-- Start SELECTED PASSAGE --

Pope Benedict XV () created 32 cardinals in five consistories over less than seven and a half years, with a three year gap during the worst fighting of the First World War. Nineteen of the 32 were Italian, twelve came from other European countries, and the lone non-European was Dennis Dougherty from the United States. They included Achille Ratti, his successor as Pope Pius XI and one name, that of the German Adolf Bertram, reserved in pectore for three years.

6 December 1915

With Europe at war, Pope Benedict created six cardinals at a consistory on 6 December 1915. Two were Italian archbishops; the others, three Italians and an Austrian, had served in the diplomatic corps of the Holy See. Four of the six received their cardinals' galeros and their titular church assignments on 9 December, while Frühwirth and Leguigno remained at the nunciatures in Munich and Vienna. The membership of the College of Cardinals after this consistory included 29 Italians and 32 non-Italians.

-- End SELECTED PASSAGE --
-- Start MATERIAL PROVIDED --

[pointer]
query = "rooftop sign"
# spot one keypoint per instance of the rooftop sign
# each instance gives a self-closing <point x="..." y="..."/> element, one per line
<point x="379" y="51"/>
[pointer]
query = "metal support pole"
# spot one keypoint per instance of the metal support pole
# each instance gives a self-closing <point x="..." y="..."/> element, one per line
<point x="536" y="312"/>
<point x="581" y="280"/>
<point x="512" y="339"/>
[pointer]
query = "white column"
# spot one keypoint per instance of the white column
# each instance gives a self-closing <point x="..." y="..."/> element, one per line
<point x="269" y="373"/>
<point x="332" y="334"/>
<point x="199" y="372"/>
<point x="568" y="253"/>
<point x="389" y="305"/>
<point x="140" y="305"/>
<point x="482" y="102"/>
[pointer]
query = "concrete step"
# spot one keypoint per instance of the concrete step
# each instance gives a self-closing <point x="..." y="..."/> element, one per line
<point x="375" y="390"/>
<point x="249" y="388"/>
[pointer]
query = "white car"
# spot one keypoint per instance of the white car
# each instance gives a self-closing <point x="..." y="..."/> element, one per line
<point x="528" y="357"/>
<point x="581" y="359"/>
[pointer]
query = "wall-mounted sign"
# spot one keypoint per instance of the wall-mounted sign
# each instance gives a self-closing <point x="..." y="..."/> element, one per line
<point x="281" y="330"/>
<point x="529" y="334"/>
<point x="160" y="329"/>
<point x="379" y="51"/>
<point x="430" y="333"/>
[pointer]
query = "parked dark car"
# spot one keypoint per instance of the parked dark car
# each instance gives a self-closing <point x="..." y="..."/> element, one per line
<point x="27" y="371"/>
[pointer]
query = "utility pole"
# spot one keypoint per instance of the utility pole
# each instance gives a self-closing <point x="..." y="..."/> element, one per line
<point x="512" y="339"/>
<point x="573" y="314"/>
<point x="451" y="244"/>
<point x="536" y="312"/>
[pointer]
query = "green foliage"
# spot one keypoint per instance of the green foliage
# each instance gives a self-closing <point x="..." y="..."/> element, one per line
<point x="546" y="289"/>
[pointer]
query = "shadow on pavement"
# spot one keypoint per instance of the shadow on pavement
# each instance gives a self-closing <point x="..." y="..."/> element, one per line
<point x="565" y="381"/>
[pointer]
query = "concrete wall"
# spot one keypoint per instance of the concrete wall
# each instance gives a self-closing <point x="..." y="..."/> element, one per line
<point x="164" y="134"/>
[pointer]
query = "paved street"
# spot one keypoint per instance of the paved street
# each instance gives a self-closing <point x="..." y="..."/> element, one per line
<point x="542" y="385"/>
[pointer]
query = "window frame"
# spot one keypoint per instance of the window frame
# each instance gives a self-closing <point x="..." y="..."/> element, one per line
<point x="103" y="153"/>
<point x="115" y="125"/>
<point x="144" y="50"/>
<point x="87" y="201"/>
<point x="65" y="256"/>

-- End MATERIAL PROVIDED --

◆ TASK LIST:
1. Using the text on Pope Benedict XV's cardinals, explain why only four of the six cardinals created on 6 December 1915 received their galeros and titular churches on 9 December.
2. From the text on Pope Benedict XV's cardinals, duplicate the stretch from "With Europe at" through "and 32 non-Italians.".

◆ OUTPUTS:
1. The other two, Frühwirth and Leguigno, remained at the nunciatures in Munich and Vienna.

2.
With Europe at war, Pope Benedict created six cardinals at a consistory on 6 December 1915. Two were Italian archbishops; the others, three Italians and an Austrian, had served in the diplomatic corps of the Holy See. Four of the six received their cardinals' galeros and their titular church assignments on 9 December, while Frühwirth and Leguigno remained at the nunciatures in Munich and Vienna. The membership of the College of Cardinals after this consistory included 29 Italians and 32 non-Italians.